## EXTRACT TO READ
☆ ☆ ☆ ☆

Activities To Practise Making Requests

By Alex Case
Practice activities for making requests in English, including being polite, responding and giving reasons.

1. Try Your Best To Say No

One student must try to answer all requests negatively, giving a different reason each time. The person or people making the requests should try to make them say yes, e.g. by asking for things that are so small that it is difficult to refuse them or by asking for something that can only easily be refused with an excuse they have already used (and so cannot use again).

2. Predict The Answer

Before making a request, the student whose turn it is writes down the response they expect as Yes or No in their notebooks. After getting a response, they reveal what they had written down, therefore showing their power of prediction and ability to choose a request that gets a particular answer, e.g. “Can you lend me your house?” for “No” and “Can you move your chair one centimetre to the left?” for “Yes”.

3. Requests Answer Me

This is a variation on the game above. Students are dealt out five to seven cards with Yes or No written on them. Their job is to obtain those responses and so be able to discard the cards, with the first person with no cards left (or the person with fewest cards when the teacher stops the game) being the winner. The first student takes one of the cards and puts the rest face down on the table, then makes a request which they think they will get an answer that is on that card. If that is in fact the answer they get, they can discard it.

This can also be played with cards that have the actual wording of the responses on them, e.g. phrases like “Maybe later” and “Okay, but just this once”. The people replying must choose the thing that they would be most likely to really say in that situation from the list of such responses and the person who made the request can discard the card if it is one of the ones they have in their hand.

☆ ☆ ☆ ☆

## OBJECTIVE A
Reproduce word for word the part of the article on activities for practicing requests from "This can also" to "in their hand.".
## OBJECTIVE B
Pick up the article on activities for practicing requests right after its last sentence, and keep writing it in the same manner.

## GIVEN DATA
☆ ☆ ☆ ☆

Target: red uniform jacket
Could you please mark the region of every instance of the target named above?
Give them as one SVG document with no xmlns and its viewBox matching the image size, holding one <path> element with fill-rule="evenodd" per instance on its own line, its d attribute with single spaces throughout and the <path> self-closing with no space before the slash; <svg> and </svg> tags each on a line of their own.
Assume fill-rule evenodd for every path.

☆ ☆ ☆ ☆

## WRITTEN REPLY A
This can also be played with cards that have the actual wording of the responses on them, e.g. phrases like “Maybe later” and “Okay, but just this once”. The people replying must choose the thing that they would be most likely to really say in that situation from the list of such responses and the person who made the request can discard the card if it is one of the ones they have in their hand.

## WRITTEN REPLY B
4. Requests Brainstorming Competition

Students are given a word or situation that they should brainstorm requests for, e.g. requests containing the word “pencil” or requests inside a taxi. When they run out of ideas the last person to come up with something gets a point, then they move onto something else in the list.

You can also do the same thing with brainstorming reasons for refusing a request, or trying to think of situations in which a particular excuse or phrase could be used.

5. Requests Guessing Games

Students should guess which of the situations on the worksheet or board (e.g. “Talking to your boss” and “In a dentist’s”) the teacher or another student is thinking of from the requests that they say could come up there (e.g. “Can I go home early?” or “Could you just polish them a little?” for those two examples).

They could also guess which of the requests written on the worksheet the person speaking is thinking of from the possible responses they say, or guess which of the responses on the worksheet they are thinking of from the list of requests they say could get that answer.

A more complex one is to give each student a card with a reason for refusing lots of requests, e.g. “You can’t read and write”. They should refuse all requests that would be impossible for them (e.g. “Write a report” and “Help with my homework” for this example) until their partners guess what your problem is.

Another variation is to give them a list of big requests like “Help me move house” and “Help me set up my own business”. The person whose turn it is makes small requests that would form part of that big demand, e.g. “Could you help me put down the back seats of my car?” and “Would you mind coming to the tax office with me?” for those two examples. After replying to those small requests, their partners should try to guess what the big request is.

6. Requests For Points

Students are given Student A and Student B sheets which have different things they should request on them, with each thing having a number of points depending on how big an ask it is, e.g. one point for “borrow a dictionary” and ten points for “use your car for a week”. They should say yes to exactly half of the requests they receive and can reject the other half. They shouldn’t say how many points things have on their worksheet or show their worksheet to their partner, but rather find some way of tricking their partner into accept at least one bigger request. The person who says yes to things with fewer points in total is the winner.

7. Politeness Competition

Students compete to make an impolite request that they are given as polite as possible, e.g. going from “Sit down” to “Please sit down” then “Please take a seat”, “Please sit anywhere you like” and finally “Please sit anywhere you like whenever you are ready”.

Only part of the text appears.